### Goal
Quote every record below verbatim, line for line.

•••

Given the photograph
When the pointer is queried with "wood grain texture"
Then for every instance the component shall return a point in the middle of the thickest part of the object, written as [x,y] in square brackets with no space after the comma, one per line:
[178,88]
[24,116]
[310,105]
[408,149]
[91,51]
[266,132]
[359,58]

•••

### Final result
Given the photograph
When the pointer is queried with "wood grain texture"
Then for every instance the component shall return a point in the middle of the thickest part of the object, written as [x,y] in square brackets with no space after the comma, one per line:
[178,88]
[24,116]
[310,105]
[408,149]
[91,51]
[266,132]
[359,58]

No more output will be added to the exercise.